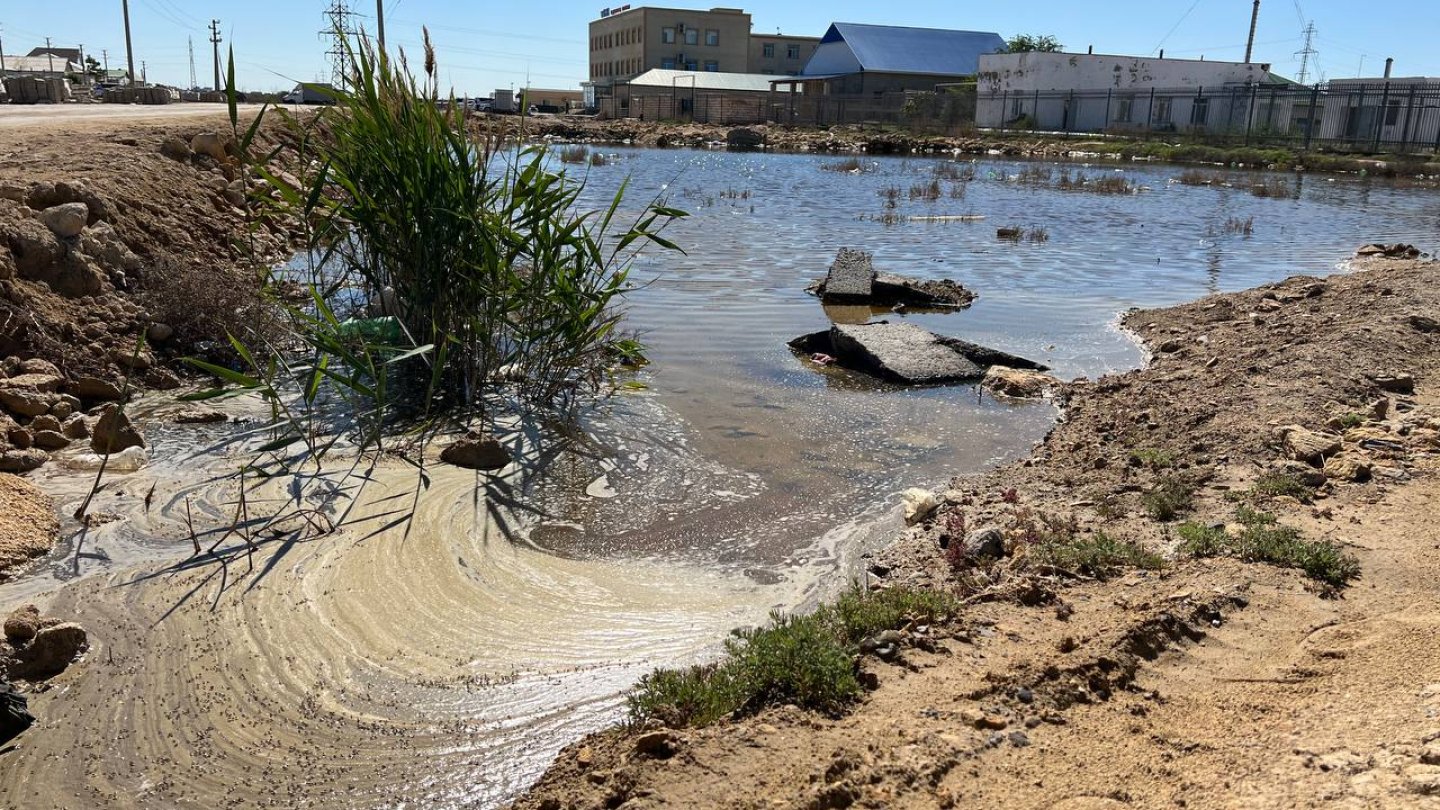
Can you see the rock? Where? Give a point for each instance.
(49, 652)
(1396, 384)
(1018, 382)
(212, 144)
(199, 417)
(160, 332)
(743, 139)
(176, 149)
(1301, 472)
(51, 440)
(92, 389)
(657, 744)
(900, 352)
(477, 451)
(985, 542)
(919, 503)
(1308, 446)
(114, 433)
(65, 221)
(1347, 469)
(850, 276)
(22, 460)
(22, 624)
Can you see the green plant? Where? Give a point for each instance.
(1263, 539)
(444, 270)
(807, 660)
(1171, 497)
(1095, 555)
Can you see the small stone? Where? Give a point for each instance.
(477, 451)
(919, 503)
(65, 221)
(657, 744)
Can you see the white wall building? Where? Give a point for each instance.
(1096, 92)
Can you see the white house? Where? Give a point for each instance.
(1096, 91)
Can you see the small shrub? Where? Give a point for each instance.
(1263, 539)
(1096, 555)
(1154, 457)
(1276, 484)
(1170, 499)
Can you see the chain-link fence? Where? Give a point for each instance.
(1394, 116)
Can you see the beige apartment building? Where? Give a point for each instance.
(627, 42)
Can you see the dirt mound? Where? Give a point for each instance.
(1206, 682)
(28, 523)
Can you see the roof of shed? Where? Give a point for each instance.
(896, 49)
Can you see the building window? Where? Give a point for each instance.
(1162, 111)
(1126, 110)
(1200, 111)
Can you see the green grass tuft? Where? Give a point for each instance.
(1096, 555)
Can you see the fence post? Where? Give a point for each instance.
(1380, 120)
(1309, 126)
(1410, 110)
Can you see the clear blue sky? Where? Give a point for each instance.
(491, 45)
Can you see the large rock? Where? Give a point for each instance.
(66, 221)
(114, 433)
(1309, 446)
(51, 652)
(1020, 384)
(477, 451)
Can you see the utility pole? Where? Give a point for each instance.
(215, 45)
(130, 51)
(379, 22)
(1306, 52)
(1250, 43)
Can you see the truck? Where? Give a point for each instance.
(311, 94)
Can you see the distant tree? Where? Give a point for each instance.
(1030, 42)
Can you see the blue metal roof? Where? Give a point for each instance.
(848, 48)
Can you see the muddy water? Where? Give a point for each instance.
(447, 642)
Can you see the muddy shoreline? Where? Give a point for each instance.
(1198, 678)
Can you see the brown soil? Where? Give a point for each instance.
(1210, 683)
(28, 523)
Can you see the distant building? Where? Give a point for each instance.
(864, 59)
(707, 98)
(1383, 111)
(779, 55)
(1096, 92)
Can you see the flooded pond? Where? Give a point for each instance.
(442, 662)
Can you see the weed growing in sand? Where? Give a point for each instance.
(1170, 499)
(807, 660)
(1095, 555)
(1152, 457)
(1263, 539)
(1276, 483)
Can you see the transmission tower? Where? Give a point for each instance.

**Exercise instructions:** Copy, with no alteration, the line that contains "Can you see the distant building?" and each remaining line of the listing above.

**Exercise response:**
Can you see the distant building? Where? Give a point for each instance.
(864, 59)
(707, 98)
(1383, 111)
(779, 55)
(1096, 92)
Can you see the flooded pond? Where? Give a point for each instance.
(442, 662)
Can you see the weed growing in sand? Where? Give a point for each instance.
(1170, 499)
(807, 660)
(1095, 555)
(1152, 457)
(1263, 539)
(1276, 483)
Can you see the transmission tower? Where? Give a point for each instance.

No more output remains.